Exactly reproduce each line of the listing that follows.

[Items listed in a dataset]

****************************************

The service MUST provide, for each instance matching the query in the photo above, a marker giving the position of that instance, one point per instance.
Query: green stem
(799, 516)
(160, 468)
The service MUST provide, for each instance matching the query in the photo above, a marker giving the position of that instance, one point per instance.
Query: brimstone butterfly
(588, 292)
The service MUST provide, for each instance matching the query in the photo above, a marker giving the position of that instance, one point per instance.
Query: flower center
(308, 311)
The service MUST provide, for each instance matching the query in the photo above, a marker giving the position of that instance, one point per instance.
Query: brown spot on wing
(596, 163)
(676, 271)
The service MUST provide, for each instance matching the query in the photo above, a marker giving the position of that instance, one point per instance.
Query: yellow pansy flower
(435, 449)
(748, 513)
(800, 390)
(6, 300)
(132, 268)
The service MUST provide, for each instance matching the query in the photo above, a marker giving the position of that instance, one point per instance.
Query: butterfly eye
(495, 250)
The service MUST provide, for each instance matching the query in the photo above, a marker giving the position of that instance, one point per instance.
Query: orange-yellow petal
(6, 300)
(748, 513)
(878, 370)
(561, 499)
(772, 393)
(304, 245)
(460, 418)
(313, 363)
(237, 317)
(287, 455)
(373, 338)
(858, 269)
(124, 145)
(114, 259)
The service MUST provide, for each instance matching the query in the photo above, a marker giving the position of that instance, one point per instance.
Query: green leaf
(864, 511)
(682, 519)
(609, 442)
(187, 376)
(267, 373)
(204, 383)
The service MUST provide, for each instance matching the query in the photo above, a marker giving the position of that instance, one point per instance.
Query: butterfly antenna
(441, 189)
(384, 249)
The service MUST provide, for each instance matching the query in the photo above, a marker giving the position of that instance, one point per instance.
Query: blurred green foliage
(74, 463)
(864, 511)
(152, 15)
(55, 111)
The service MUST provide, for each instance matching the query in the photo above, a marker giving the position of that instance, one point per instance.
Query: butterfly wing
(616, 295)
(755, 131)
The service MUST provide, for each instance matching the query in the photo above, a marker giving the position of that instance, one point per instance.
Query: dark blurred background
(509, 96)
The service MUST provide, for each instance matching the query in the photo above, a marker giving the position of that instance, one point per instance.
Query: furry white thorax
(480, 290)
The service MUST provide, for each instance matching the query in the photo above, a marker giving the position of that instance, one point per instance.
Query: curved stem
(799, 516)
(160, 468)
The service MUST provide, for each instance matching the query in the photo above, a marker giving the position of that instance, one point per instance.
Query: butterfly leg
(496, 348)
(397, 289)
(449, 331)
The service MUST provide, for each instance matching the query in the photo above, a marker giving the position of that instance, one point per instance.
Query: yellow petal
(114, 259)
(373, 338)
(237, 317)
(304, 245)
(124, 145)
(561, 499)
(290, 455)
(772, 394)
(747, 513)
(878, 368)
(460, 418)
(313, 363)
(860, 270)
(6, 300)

****************************************

_Final result:_
The service MUST provide, for each instance matching the query in the photo above, a marker giving the position of that instance, one point per instance.
Query: green stem
(799, 516)
(160, 468)
The service MUST provide, for each instance matching the query in the photo above, a marker giving the position of that instance, one point per instance.
Query: brimstone butterfly
(588, 292)
The service MUST provide, for each instance matching the query in the photo above, a marker giving the position of that instance, one point per instance.
Query: flower center
(308, 311)
The service MUST provide, for each instance matching the query in the photo above, a marker giving the position of that instance, one point per instance.
Query: brown spot on wing
(596, 163)
(676, 271)
The service MUST provide, for each instance matching the query in the photo above, a marker giving the position of that instance, one point per instance.
Query: yellow pansy flower
(435, 449)
(748, 513)
(800, 390)
(6, 300)
(132, 268)
The service MUST provide, for each instance matching the query in the photo above, a marker giving the position of that instance, one point per instance.
Query: butterfly eye
(495, 250)
The service MUST provide, for each instance matching the query in the photo above, a marker giving the position of that instance, one point per instance.
Query: orange-yellow petal
(6, 300)
(748, 513)
(878, 370)
(561, 499)
(772, 393)
(304, 245)
(460, 418)
(313, 363)
(237, 317)
(287, 455)
(373, 338)
(858, 269)
(124, 145)
(114, 259)
The service MUST provide, for each instance matching the query in the photo above, a marker giving the position of that instance, one point per instance.
Query: green leaf
(864, 511)
(682, 519)
(609, 442)
(187, 376)
(267, 373)
(204, 383)
The service MUST provide, for each instance matching the query in the photo above, a marker giving the position of that instance, one point per instance.
Query: butterfly antenna
(441, 189)
(384, 249)
The service MUST provide, for each instance matching the query in the photo above, a marker giving the position of that instance, one point per instance.
Query: blurred green foliage
(74, 463)
(864, 511)
(152, 15)
(55, 111)
The service MUST provide, for each instance matching the query in the photo above, a marker giving the position of that instance, one point per instance.
Query: butterfly wing
(616, 295)
(755, 131)
The service MUST provide, for each instance matching the query in the photo above, a marker giving the position of that instance, one point per instance.
Query: dark blurred background
(509, 96)
The service MUST provide, for each instance matching the query in the photo above, a marker giving the position of that instance, one point per instance.
Query: furry white thorax
(480, 290)
The service MUST provide, for each instance matching the query in the photo above, a marker giving the position of that instance, one point per instance.
Query: curved stem
(799, 516)
(160, 468)
The service MUST provide, for each instance matching the query in the photo above, a marker giving the position of that instance, one point per instance.
Query: butterfly leg
(496, 348)
(397, 289)
(449, 331)
The service MUST provide, for each instance matching the query in the photo above, a marker giving the position of that instance, one point per instance.
Query: yellow petal
(114, 259)
(373, 338)
(237, 317)
(304, 245)
(124, 145)
(561, 499)
(290, 455)
(772, 394)
(747, 513)
(878, 368)
(460, 418)
(313, 363)
(860, 270)
(6, 300)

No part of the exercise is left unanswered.